═════ QUOTED PASSAGE

Many companies and hiring managers say they do or believe in the value of a thorough reference check, but they still tend to put them at the end of the process.  Let’s face it, reference checks are all too often only a rubber stamp on who we already want to hire.

So, how can we do them right?

BEGIN WITH A JOB ANALYSIS

To conduct a thorough reference check, it helps to begin with a detailed job analysis.  You want to understand the critical skills and traits that mark both your best and worst performers in the current position.  You want to know both what you want in an ideal applicant and what you definitely don’t want.

For example, if this is a sales position in a busy retail environment, you may want or need someone who likes to talk to people and who can work long hours and handle stress and not get frazzled.

If you’re hiring one sales associate, that may be enough. If you’re hiring 300 a year, you may want or need a combined quantitative and qualitative position study – to get a detailed, thorough analysis of the position demands and core ‘success’ and ‘failure’ driving features.

You then need to decide who you want to ask and how.  You can conduct a phone interview or email only.  You can ask closed or open-ended questions.  You can only reach out to the references the candidate provides, or you can seek ‘backdoor’ references. These are all key decisions in defining the process.

You can also put in place an organized way to ‘collect outcomes’, i.e. how do the candidates do after you hire them.  This will allow quantitative study and modeling on the most predictive reference check questions – and continual process improvement opportunities.

 

WHY REFERENCE CHECK

As a simple reminder of why we need to reference check, people lie on their resumes.  They embellish skills and abilities, and sometimes invent positions and companies they’ve worked for.  Relying on the assertions of the candidate is not enough.

Culture fit - the true cost of poor hiring

TOP 30 REFERENCE CHECK QUESTIONS

Reference check questions can organized by category:

  1.  CONFIRM PAST EXPERIENCES
    1. Did this person work for you from X period to Y period?
    2. Did this person hold X position while working with you?
    3. What was this person’s final salary and responsibilities?
    4. How long did you work with this person, and in what capacity?
  2. CHECK ON PERSONALITY TRAITS
    1. Was this person reliable?   Give specific examples.
    2. Were they hard-working?  Give specific examples.
    3. Were they agreeable and easy to get along with?  Give specific examples.
    4. What was the biggest mistake they made that you personally witnessed?  Give specific examples.
    5. Was this person calm and even-tempered, or were they emotionally unstable and/or volatile?  Give specific examples.
  3. CHECK ON CULTURE FIT
    1. Were they a good-to-great teammate?  Give specific examples.
    2. Did people want to work with them?  Give specific examples.
    3. Were they a good culture fit?  Give specific examples.
    4. Can you recall a time when they went well above the duties of the job and gave more than was asked?

══════════

PROBLEMS TO SOLVE -
1/ List the five questions that the text on reference checks gives under the heading "CHECK ON PERSONALITY TRAITS".
2/ Format the records from the line containing "Each instance of the pine" through the end of the records as a JSON list of strings, with one string per line and blank lines omitted.

═════ RECORD EXTRACTS

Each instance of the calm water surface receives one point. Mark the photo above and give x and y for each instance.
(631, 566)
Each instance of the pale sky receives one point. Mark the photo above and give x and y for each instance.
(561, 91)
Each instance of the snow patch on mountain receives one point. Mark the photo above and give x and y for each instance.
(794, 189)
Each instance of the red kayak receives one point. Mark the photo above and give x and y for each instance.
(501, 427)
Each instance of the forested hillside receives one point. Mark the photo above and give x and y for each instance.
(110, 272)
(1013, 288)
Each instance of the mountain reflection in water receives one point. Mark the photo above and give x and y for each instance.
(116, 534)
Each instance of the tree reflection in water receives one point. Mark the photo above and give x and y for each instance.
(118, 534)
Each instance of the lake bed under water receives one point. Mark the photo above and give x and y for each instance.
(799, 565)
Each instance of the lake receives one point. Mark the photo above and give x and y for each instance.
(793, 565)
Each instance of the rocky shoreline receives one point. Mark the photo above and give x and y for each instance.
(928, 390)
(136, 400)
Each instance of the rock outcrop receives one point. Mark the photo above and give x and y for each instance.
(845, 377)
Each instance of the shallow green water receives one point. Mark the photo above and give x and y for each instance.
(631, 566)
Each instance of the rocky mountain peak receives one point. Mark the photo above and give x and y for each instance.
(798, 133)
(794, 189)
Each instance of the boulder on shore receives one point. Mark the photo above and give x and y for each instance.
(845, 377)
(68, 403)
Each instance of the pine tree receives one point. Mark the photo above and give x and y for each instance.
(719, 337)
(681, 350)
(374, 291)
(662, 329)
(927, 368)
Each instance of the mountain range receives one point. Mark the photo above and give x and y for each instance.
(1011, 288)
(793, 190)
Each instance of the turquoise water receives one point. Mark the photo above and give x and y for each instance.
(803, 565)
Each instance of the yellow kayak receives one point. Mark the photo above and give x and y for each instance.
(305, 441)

══════════

OUTPUTS -
1/
1. Was this person reliable? Give specific examples.
2. Were they hard-working? Give specific examples.
3. Were they agreeable and easy to get along with? Give specific examples.
4. What was the biggest mistake they made that you personally witnessed? Give specific examples.
5. Was this person calm and even-tempered, or were they emotionally unstable and/or volatile? Give specific examples.

2/
[
  "Each instance of the pine tree receives one point. Mark the photo above and give x and y for each instance.",
  "(719, 337)",
  "(681, 350)",
  "(374, 291)",
  "(662, 329)",
  "(927, 368)",
  "Each instance of the mountain range receives one point. Mark the photo above and give x and y for each instance.",
  "(1011, 288)",
  "(793, 190)",
  "Each instance of the turquoise water receives one point. Mark the photo above and give x and y for each instance.",
  "(803, 565)",
  "Each instance of the yellow kayak receives one point. Mark the photo above and give x and y for each instance.",
  "(305, 441)"
]